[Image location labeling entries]

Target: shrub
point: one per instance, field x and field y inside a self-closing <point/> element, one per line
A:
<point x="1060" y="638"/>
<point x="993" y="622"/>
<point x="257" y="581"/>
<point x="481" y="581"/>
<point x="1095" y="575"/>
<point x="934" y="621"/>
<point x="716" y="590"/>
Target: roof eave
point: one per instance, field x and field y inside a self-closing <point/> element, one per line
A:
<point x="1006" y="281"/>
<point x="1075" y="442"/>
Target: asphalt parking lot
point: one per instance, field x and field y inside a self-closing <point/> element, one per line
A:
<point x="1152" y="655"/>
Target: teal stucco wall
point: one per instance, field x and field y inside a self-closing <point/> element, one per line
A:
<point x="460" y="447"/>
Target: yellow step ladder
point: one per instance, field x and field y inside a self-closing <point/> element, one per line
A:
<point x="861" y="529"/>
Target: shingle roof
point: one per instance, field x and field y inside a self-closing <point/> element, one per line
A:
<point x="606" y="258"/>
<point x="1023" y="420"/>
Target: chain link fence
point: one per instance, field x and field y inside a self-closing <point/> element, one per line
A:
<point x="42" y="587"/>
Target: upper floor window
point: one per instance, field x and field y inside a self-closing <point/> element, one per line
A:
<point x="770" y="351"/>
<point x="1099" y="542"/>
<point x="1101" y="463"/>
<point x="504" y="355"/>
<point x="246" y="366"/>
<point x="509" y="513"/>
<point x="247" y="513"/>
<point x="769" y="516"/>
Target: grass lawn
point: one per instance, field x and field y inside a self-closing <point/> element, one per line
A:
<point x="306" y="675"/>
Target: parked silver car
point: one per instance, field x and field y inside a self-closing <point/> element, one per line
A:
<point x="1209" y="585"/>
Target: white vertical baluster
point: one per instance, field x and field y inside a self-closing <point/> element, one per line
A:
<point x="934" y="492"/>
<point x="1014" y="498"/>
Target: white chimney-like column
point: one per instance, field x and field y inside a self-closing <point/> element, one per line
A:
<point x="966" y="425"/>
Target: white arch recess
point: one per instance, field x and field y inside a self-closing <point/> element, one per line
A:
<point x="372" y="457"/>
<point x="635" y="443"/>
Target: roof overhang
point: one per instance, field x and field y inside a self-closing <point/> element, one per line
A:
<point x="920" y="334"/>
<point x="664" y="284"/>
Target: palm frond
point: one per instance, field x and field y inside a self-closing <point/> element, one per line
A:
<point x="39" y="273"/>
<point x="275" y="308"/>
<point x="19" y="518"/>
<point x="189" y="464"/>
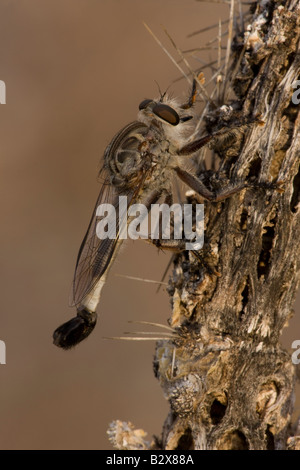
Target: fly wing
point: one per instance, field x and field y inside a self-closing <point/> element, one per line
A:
<point x="95" y="254"/>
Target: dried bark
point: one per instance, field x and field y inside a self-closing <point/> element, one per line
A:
<point x="229" y="382"/>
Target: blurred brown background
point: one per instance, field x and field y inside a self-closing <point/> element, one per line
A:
<point x="75" y="72"/>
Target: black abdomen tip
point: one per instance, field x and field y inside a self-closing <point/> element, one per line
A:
<point x="74" y="331"/>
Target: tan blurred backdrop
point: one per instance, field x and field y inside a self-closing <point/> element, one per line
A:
<point x="75" y="72"/>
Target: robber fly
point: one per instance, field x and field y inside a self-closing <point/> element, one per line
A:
<point x="139" y="163"/>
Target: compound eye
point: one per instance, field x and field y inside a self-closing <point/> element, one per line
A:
<point x="144" y="104"/>
<point x="166" y="113"/>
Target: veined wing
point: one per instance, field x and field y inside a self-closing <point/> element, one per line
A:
<point x="94" y="254"/>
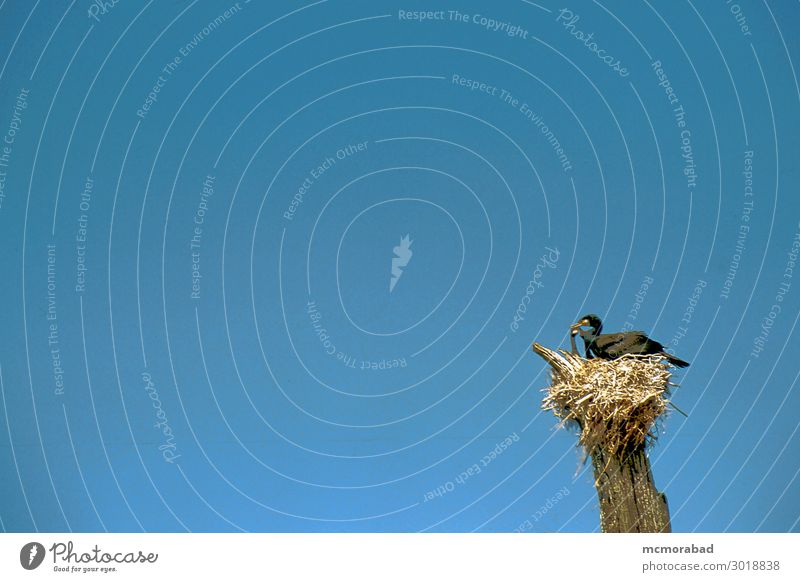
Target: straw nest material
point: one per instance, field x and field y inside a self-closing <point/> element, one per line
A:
<point x="614" y="403"/>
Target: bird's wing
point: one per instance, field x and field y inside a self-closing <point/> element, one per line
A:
<point x="612" y="340"/>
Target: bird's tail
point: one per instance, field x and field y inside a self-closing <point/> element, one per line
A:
<point x="675" y="361"/>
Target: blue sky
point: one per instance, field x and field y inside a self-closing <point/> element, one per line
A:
<point x="200" y="208"/>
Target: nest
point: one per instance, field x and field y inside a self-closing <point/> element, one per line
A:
<point x="615" y="404"/>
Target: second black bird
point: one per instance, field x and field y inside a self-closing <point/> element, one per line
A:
<point x="609" y="346"/>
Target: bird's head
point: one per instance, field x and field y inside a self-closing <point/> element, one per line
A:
<point x="591" y="321"/>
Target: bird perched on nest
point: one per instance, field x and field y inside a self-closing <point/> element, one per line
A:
<point x="609" y="346"/>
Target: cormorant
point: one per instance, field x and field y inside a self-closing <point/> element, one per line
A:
<point x="609" y="346"/>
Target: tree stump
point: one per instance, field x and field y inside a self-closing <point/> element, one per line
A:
<point x="615" y="437"/>
<point x="629" y="500"/>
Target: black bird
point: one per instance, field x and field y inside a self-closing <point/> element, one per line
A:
<point x="609" y="346"/>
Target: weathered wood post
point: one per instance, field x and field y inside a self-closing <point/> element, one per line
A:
<point x="615" y="405"/>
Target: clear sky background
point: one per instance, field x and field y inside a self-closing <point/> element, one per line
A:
<point x="199" y="208"/>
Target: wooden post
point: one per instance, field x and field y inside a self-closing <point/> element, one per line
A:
<point x="629" y="500"/>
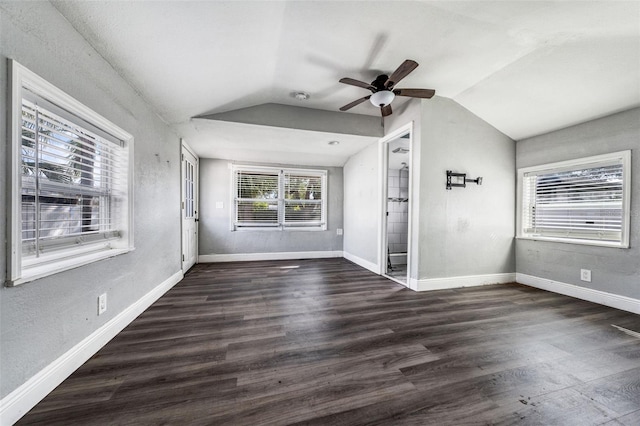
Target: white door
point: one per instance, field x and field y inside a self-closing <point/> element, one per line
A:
<point x="189" y="208"/>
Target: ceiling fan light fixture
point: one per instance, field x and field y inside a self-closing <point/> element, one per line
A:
<point x="382" y="98"/>
<point x="301" y="96"/>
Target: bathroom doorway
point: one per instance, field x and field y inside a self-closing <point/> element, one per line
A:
<point x="396" y="153"/>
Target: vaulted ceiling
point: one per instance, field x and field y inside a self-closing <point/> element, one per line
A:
<point x="525" y="67"/>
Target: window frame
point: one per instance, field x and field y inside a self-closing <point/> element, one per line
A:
<point x="281" y="202"/>
<point x="621" y="157"/>
<point x="21" y="270"/>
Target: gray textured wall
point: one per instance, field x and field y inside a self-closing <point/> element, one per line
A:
<point x="613" y="270"/>
<point x="465" y="231"/>
<point x="41" y="320"/>
<point x="217" y="238"/>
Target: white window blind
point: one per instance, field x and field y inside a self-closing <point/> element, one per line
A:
<point x="71" y="180"/>
<point x="279" y="198"/>
<point x="581" y="200"/>
<point x="303" y="200"/>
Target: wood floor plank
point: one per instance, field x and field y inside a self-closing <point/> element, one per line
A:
<point x="325" y="342"/>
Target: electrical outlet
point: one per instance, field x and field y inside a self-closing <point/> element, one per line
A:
<point x="102" y="303"/>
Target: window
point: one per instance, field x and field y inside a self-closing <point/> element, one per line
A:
<point x="583" y="201"/>
<point x="272" y="198"/>
<point x="70" y="181"/>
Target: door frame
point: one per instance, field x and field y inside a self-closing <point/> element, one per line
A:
<point x="383" y="195"/>
<point x="184" y="146"/>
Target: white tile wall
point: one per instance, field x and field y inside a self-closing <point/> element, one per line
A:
<point x="397" y="220"/>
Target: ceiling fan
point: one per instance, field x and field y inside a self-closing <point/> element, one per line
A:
<point x="383" y="89"/>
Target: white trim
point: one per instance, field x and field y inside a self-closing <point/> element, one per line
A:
<point x="361" y="262"/>
<point x="22" y="78"/>
<point x="281" y="172"/>
<point x="462" y="281"/>
<point x="383" y="163"/>
<point x="596" y="296"/>
<point x="184" y="147"/>
<point x="20" y="401"/>
<point x="283" y="255"/>
<point x="622" y="156"/>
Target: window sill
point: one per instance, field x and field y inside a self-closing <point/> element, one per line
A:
<point x="610" y="244"/>
<point x="36" y="272"/>
<point x="278" y="229"/>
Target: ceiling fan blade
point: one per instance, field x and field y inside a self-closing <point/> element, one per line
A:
<point x="415" y="93"/>
<point x="354" y="103"/>
<point x="403" y="70"/>
<point x="358" y="83"/>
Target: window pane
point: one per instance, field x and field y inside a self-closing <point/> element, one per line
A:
<point x="298" y="187"/>
<point x="303" y="212"/>
<point x="255" y="185"/>
<point x="578" y="202"/>
<point x="68" y="180"/>
<point x="257" y="212"/>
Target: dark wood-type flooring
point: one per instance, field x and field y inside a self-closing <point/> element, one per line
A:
<point x="326" y="342"/>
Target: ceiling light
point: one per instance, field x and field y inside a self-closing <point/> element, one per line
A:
<point x="382" y="98"/>
<point x="301" y="96"/>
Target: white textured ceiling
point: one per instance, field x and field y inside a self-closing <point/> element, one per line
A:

Given request: Reproduce the data above word for word, starting at the line that contains "Target: white trim" and continuing through the last line of the data.

Exercise response:
Target: white trim
point: one per instance, field x and field y inside a self-closing <point/> element, one per line
A:
<point x="361" y="262"/>
<point x="22" y="78"/>
<point x="281" y="172"/>
<point x="462" y="281"/>
<point x="383" y="163"/>
<point x="596" y="296"/>
<point x="184" y="147"/>
<point x="20" y="401"/>
<point x="283" y="255"/>
<point x="622" y="156"/>
Target: window sill
point: one per instance, field x and field y inside a self-closing <point/> element, one per line
A:
<point x="610" y="244"/>
<point x="36" y="272"/>
<point x="278" y="229"/>
Target: ceiling fan blade
point: one per instance, field x and field y inside a self-closing <point/> element, one per line
A:
<point x="415" y="93"/>
<point x="354" y="103"/>
<point x="403" y="70"/>
<point x="358" y="83"/>
Target: window pane
point: one per instance, field x and field y inside a self-closing <point/> element, one per line
A:
<point x="298" y="187"/>
<point x="303" y="212"/>
<point x="255" y="185"/>
<point x="578" y="202"/>
<point x="68" y="180"/>
<point x="257" y="212"/>
Target: dark wood-type flooring
point: one per instance, field x and field y inside a self-closing <point/> element, one per line
A:
<point x="326" y="342"/>
Target: ceiling light
point: one per instance, field x and field y inside a self-closing <point/> element, one per line
A:
<point x="382" y="98"/>
<point x="301" y="96"/>
Target: white textured ceiling
point: one per instance, field x and field y inside a self-closing <point/> element, one per line
A:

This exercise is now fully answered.